[Stored entries]
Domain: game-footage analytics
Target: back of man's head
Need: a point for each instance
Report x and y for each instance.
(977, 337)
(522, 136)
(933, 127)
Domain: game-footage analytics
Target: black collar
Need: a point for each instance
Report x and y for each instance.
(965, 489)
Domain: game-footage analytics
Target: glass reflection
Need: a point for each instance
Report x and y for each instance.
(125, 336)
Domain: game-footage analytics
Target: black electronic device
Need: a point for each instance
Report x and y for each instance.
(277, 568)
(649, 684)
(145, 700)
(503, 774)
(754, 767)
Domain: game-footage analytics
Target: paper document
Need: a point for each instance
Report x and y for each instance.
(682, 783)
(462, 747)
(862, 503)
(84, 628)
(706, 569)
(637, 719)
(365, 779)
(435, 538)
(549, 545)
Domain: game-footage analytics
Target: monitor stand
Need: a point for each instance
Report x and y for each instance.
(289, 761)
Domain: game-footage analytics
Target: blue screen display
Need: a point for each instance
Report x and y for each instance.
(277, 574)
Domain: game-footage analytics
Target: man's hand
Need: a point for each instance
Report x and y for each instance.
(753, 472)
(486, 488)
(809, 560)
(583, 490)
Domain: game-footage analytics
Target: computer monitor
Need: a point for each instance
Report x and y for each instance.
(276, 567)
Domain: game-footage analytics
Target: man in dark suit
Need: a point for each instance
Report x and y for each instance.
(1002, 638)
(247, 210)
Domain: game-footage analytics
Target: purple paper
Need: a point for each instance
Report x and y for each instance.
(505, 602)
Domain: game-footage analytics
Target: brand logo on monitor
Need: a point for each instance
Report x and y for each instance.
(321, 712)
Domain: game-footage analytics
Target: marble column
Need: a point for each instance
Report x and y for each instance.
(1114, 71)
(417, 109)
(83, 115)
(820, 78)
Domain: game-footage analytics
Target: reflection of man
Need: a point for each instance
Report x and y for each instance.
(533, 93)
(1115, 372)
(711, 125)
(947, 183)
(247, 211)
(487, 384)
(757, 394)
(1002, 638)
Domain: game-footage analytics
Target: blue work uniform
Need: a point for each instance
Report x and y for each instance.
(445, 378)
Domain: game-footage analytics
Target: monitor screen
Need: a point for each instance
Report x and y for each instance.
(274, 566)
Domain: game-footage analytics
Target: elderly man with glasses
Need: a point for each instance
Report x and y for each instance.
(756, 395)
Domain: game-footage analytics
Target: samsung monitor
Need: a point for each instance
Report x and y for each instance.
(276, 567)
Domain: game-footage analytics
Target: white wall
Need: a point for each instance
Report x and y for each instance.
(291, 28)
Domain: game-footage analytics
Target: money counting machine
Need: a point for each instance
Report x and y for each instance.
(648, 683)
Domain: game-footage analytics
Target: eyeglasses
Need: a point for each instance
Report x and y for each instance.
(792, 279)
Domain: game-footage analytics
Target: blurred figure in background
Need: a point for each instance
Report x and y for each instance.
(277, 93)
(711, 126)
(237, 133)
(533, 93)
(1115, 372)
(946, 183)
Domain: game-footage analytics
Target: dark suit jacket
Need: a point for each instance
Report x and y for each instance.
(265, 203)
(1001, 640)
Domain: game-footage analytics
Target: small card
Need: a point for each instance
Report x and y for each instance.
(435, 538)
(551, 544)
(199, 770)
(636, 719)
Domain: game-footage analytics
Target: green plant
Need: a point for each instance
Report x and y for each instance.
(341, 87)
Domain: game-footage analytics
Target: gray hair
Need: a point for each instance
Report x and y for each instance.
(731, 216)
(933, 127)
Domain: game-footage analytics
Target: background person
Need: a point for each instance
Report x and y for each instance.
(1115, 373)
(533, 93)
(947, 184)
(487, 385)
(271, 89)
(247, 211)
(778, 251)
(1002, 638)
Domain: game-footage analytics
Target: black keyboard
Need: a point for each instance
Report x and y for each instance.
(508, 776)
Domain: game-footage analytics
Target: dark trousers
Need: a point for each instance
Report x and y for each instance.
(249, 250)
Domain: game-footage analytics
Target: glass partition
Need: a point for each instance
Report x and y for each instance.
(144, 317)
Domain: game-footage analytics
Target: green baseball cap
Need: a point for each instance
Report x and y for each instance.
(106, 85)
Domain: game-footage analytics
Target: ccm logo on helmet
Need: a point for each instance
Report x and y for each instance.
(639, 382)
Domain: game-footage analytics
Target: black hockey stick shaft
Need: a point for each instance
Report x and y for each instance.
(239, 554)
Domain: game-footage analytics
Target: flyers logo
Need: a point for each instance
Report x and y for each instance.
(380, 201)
...
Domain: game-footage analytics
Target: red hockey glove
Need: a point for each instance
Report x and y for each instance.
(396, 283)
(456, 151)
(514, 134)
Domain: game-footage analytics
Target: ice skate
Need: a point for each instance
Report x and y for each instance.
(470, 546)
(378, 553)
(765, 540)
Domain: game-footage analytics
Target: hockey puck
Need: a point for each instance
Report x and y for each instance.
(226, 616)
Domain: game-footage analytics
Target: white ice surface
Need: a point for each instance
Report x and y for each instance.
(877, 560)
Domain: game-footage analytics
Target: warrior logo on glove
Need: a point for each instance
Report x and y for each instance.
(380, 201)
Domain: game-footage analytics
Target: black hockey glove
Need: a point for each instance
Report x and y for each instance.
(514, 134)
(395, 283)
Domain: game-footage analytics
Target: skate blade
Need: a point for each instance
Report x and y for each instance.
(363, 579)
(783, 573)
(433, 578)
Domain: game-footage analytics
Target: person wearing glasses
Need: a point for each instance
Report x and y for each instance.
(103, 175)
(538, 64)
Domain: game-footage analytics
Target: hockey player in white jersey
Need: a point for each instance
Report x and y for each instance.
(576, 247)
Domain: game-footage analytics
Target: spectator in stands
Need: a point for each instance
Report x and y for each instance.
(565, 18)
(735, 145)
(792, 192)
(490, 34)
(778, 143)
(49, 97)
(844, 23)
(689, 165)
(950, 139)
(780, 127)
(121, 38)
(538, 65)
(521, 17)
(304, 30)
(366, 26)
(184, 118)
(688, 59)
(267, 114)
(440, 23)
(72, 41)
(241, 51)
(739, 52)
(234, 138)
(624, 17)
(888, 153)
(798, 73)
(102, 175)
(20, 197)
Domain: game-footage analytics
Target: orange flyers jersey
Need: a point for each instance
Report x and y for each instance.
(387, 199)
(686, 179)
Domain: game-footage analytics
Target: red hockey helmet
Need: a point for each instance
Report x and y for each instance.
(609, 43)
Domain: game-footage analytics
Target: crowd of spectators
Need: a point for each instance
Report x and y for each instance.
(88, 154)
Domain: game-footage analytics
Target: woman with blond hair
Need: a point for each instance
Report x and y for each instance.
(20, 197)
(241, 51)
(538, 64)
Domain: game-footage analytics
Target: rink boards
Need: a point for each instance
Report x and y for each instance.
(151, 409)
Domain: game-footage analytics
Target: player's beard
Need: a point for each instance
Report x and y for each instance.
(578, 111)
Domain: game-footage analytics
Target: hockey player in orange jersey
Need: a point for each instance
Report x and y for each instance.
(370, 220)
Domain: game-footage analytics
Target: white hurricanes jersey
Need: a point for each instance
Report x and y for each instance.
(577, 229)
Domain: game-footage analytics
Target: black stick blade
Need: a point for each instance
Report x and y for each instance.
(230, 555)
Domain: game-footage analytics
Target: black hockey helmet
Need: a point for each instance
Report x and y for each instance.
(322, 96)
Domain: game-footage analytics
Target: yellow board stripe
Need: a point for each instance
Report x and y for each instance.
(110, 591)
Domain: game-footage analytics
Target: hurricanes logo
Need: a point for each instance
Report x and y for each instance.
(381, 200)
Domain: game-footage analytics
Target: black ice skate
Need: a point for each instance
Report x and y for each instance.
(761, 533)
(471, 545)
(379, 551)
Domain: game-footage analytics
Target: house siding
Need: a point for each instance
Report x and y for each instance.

### STATED GOAL
Pick out each line in the stored entries above that contains the string "blade" and copy those lines.

### RESULT OF THE TASK
Target: skate blade
Target: black stick blade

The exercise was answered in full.